LA TREVE DE NICE : FRANCOIS 1ER MAITRE DE LA SAVOIE (18 juin 1538)
L'invasion de la
Savoie et du Piémont par la France, en 1536, a provoqué une nouvelle guerre
entre François 1er et Charles Quint. Le pape Paul III réunit les deux rivaux
à Nice, en juin 1538, pour faire la paix. il obtient une trêve de dix ans
pendant laquelle François 1er pourra rester maître de ses conquêtes.
La mort du dernier
héritier légitime des Sforza, en novembre 1535, rouvre brusquement la question
de Milan. François 1er n'a jamais renoncé au duché qu'il revendique comme "son
héritage légitime" pour
son second fils, Henri d'Orléans, le futur Henri II. Charles Quint n'a nulle
envie de lâcher le Milanais et gagne du temps en proposant de donner
l'investiture de cette terre d'Empire au troisième fils du roi de France,
Charles d'Angoulême. Mais François 1er reste sur ses positions. Pourtant,
ce n'est pas contre l'Empereur mais contre Charles
III de Savoie, demi-frère de sa défunte mère Louise, que François 1er ouvre
les hostilités. il espère ainsi contrôler les cols des Alpes vers l'Italie.

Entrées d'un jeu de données
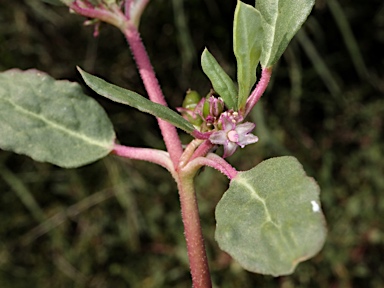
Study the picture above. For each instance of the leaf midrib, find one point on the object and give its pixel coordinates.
(57, 126)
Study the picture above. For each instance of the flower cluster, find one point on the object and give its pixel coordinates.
(208, 115)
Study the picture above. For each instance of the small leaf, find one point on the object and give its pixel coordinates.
(221, 82)
(247, 41)
(270, 219)
(51, 121)
(127, 97)
(281, 19)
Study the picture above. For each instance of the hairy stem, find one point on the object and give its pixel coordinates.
(259, 90)
(159, 157)
(192, 231)
(168, 131)
(214, 161)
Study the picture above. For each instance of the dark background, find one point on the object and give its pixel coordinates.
(116, 223)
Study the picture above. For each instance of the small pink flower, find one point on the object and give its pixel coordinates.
(233, 135)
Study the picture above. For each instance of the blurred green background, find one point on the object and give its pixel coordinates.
(116, 223)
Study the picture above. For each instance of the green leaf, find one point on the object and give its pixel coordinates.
(281, 19)
(270, 218)
(51, 121)
(127, 97)
(221, 82)
(247, 42)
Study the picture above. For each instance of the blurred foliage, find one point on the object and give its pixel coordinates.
(116, 223)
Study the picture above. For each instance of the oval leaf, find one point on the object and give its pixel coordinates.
(281, 19)
(247, 42)
(127, 97)
(270, 218)
(221, 82)
(51, 121)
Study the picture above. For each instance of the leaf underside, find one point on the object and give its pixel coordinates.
(51, 121)
(247, 42)
(130, 98)
(270, 218)
(221, 82)
(281, 19)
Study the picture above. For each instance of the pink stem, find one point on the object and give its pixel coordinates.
(202, 150)
(214, 161)
(103, 14)
(259, 90)
(146, 154)
(193, 235)
(169, 132)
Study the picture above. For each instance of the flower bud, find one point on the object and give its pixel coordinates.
(192, 98)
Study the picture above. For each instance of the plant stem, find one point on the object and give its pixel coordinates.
(168, 131)
(192, 231)
(259, 90)
(159, 157)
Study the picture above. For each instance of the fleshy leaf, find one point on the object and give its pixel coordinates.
(281, 19)
(221, 82)
(127, 97)
(247, 42)
(51, 121)
(270, 218)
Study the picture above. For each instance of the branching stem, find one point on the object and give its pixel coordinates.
(259, 90)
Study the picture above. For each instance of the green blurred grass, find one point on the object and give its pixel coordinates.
(116, 223)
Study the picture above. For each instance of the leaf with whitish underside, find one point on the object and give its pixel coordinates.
(130, 98)
(270, 218)
(247, 41)
(281, 19)
(51, 121)
(221, 82)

# [EXERCICE PROPOSÉ A]
Dans les enregistrements, de la ligne qui contient « Study the picture above. For each instance of the branching » jusqu'à la fin, remplacez « whitish » par « silvery » et redonnez ces lignes sans aucune autre modification.
# [EXERCICE PROPOSÉ B]
Rédigez la suite du texte sur la trêve de Nice à partir de sa dernière phrase.

# [RÉPONSE CORRECTE A]
Study the picture above. For each instance of the branching stem, find one point on the object and give its pixel coordinates.
(259, 90)
Study the picture above. For each instance of the green blurred grass, find one point on the object and give its pixel coordinates.
(116, 223)
Study the picture above. For each instance of the leaf with silvery underside, find one point on the object and give its pixel coordinates.
(130, 98)
(270, 218)
(247, 41)
(281, 19)
(51, 121)
(221, 82)

# [RÉPONSE CORRECTE B]
Porte ouverte sur la Lombardie, les États de Savoie pourraient servir de
monnaie d'échange. Le roi a un bon prétexte pour s'en prendre à son oncle. Il
lui réclame la part d'héritage que Louise aurait dû recevoir à la mort de
son père, le duc Philippe, comte de Bresse. Sa mère ne s'en est jamais souciée,
mais François 1er exige les terres bressanes.
Le 14 janvier 1536, le roi s'installe à Lyon avec le Conseil, la Cour et une
armée forte de 40 000 hommes. De là, il suivra les opérations. En quelques
semaines, la Bresse, le Bugey puis la Savoie sont envahis. Les Français
franchissent les Alpes et occupent le Piémont. Le malheureux duc Charles ne
tient plus que le comté de Nice. Début avril 1536, les troupes royales ont
fait leur entrée à Turin et sont aux portes du Milanais. Pourtant le roi donne
l'ordre de s'arrêter. Il ne souhaite pas passer pour l'agresseur dans un
conflit à l'issue incertaine. Mieux vaut obtenir le duché de Milan par la
négociation.
Charles Quint a
très mal pris l'invasion de la Savoie. Il y voit un affront personnel, car
Charles III est aussi son beau-frère par alliance. De passage à Rome, il
dresse, le 18 avril, un long réquisitoire contre le roi de France devant le
pape Paul III et exige le retrait immédiat des troupes françaises. Une
nouvelle guerre semble inéluctable. Pour l'éviter, l'Empereur propose de
rencontrer le roi en combat singulier, à l'épée ou au poignard ! Le 2 juin,
après quelques semaines de vaines discussions, l'ambassadeur impérial est
renvoyé de France. C'est la guerre.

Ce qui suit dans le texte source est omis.